◆ **TASK GOAL**: Give the number of lines in the data below that contain "every", with no other words.

◆ **SUPPLIED RECORDS**:
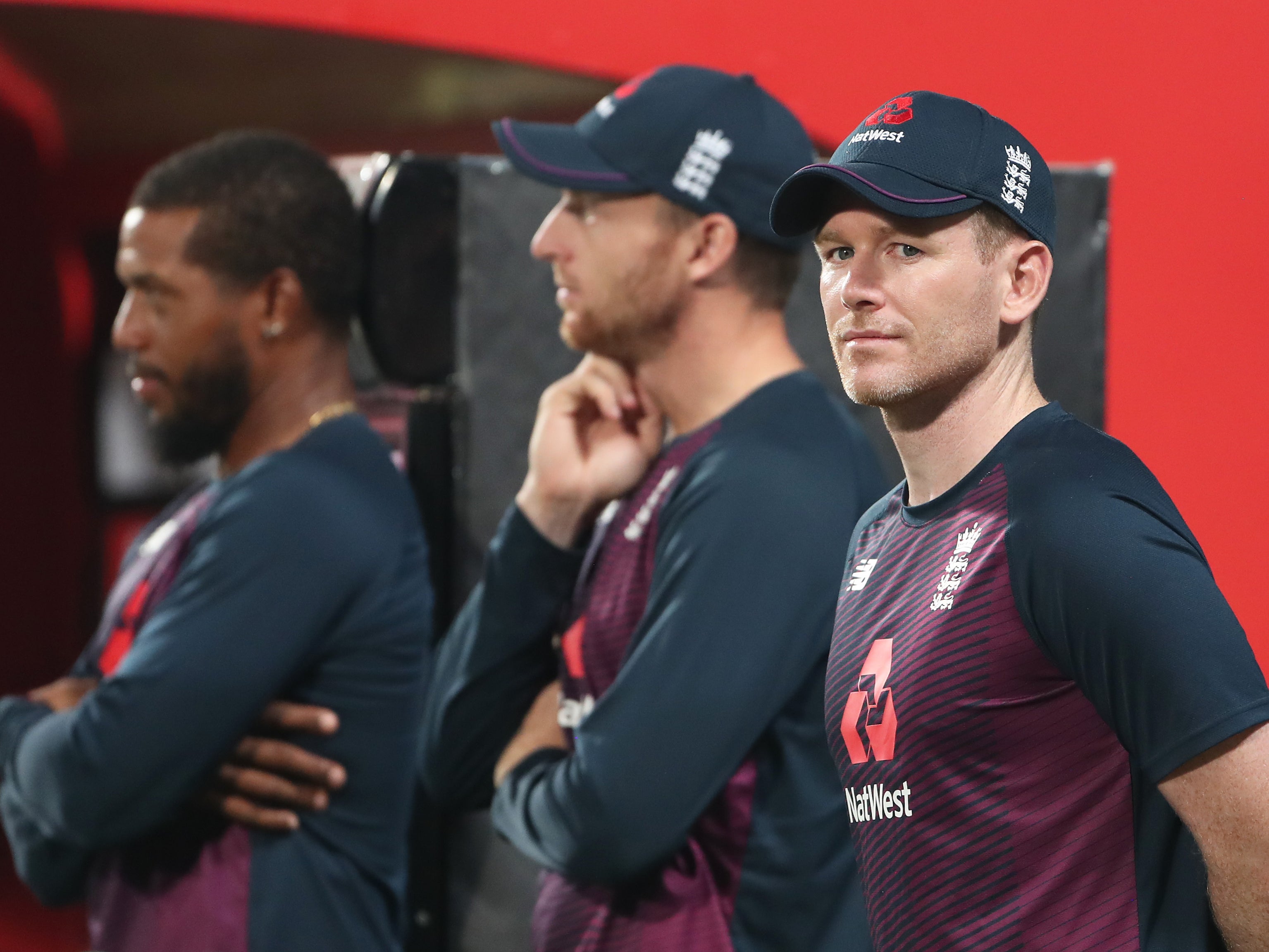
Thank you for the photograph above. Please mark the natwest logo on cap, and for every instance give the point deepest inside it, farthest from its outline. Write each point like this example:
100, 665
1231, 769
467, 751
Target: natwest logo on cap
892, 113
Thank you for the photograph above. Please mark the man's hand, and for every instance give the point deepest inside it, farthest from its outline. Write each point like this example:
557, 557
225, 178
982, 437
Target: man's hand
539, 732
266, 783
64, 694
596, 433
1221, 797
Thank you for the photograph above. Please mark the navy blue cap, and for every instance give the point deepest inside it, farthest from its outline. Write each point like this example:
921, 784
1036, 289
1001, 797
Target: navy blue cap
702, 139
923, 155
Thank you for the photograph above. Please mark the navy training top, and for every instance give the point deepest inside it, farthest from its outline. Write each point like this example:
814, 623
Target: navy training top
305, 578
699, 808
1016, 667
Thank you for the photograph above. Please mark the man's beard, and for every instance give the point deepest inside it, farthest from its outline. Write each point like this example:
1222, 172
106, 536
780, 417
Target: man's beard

◆ **THE ANSWER**: 5